Write the data out again in full, with no departure from the original.

=-=-=-=-=

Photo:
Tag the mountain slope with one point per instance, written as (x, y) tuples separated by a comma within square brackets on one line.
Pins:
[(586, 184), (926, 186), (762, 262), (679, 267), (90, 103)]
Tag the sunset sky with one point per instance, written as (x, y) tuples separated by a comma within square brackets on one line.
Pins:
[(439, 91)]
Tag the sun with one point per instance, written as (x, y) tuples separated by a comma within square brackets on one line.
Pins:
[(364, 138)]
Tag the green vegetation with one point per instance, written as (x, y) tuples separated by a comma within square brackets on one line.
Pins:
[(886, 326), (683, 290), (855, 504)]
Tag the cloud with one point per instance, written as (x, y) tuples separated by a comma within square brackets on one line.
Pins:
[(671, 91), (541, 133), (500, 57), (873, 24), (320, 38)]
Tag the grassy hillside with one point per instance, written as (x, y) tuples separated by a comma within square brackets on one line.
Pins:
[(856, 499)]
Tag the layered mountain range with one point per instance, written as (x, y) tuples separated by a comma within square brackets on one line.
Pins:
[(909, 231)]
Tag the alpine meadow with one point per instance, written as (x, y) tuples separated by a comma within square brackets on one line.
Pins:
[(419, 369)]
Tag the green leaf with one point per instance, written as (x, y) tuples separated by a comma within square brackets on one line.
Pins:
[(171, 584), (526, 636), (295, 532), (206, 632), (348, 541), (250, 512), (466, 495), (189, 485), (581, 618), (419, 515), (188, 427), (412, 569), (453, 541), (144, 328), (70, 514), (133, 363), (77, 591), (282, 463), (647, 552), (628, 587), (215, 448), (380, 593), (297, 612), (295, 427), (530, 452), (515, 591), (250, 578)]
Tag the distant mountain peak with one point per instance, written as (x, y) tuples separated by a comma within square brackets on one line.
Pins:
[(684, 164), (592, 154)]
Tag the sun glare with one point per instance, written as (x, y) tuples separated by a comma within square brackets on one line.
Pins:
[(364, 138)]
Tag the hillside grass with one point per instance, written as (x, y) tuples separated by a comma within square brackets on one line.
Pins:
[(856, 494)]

=-=-=-=-=

> **Written answer**:
Photo:
Tag the mountain slope with one point per instance, written as (x, y) tuples separated by a comma within square brackets on one line.
Pins:
[(586, 184), (926, 186), (762, 262), (679, 267), (90, 103)]
Tag the sunset sky with one point per instance, written as (x, y) tuples separated by a comma within square brackets on one line.
Pins:
[(439, 91)]
Tag the sun with one point per instance, written as (x, y) tuples separated by a comma within square brackets on one line.
Pins:
[(364, 138)]
Tag the green vegetation with one point per instance, written as (x, y) tuples separated by a comma within square brackets on one line.
Pins:
[(886, 326), (683, 290), (855, 504)]
Tag the cloud with one point per instance, written as (x, y) tuples separated by a comma within square brackets on one line.
Pins:
[(671, 91), (541, 133), (500, 57), (873, 24), (320, 38)]
Tag the grassy hillside with one point per instance, written as (x, y) tuples separated by a comma within square brackets on one line.
Pins:
[(856, 499)]
Tag the layered mountain range with one point per instance, written as (x, y) tuples separated by a comma within square brackets on one line.
Pins:
[(909, 231)]
Tag the alpine meadow with one point per instance, written as (x, y) tuples separated by a comma within square brackets on one line.
Pins:
[(419, 369)]
Tag the green leaf with one point per instance, written as (x, y) tuples separated by a comma within square brackets on one line.
Pins:
[(171, 584), (526, 636), (295, 532), (206, 632), (348, 541), (250, 512), (466, 495), (189, 485), (581, 618), (419, 515), (188, 427), (412, 569), (453, 541), (144, 328), (70, 514), (133, 363), (77, 591), (282, 463), (647, 552), (628, 587), (215, 448), (380, 593), (297, 612), (295, 427), (530, 452), (515, 591), (250, 578)]
Tag the distant mountain peak with one point per instance, written as (x, y) tuples separated by a comma within square brackets on one line.
Pins:
[(684, 164), (592, 154)]
Tag the sun glare with one point per instance, written as (x, y) tuples separated by a comma within square brackets on one line.
Pins:
[(364, 138)]
Tag the hillside grass with one point per instance, written as (x, y) tuples separated by a comma within square brackets on one line.
Pins:
[(856, 494)]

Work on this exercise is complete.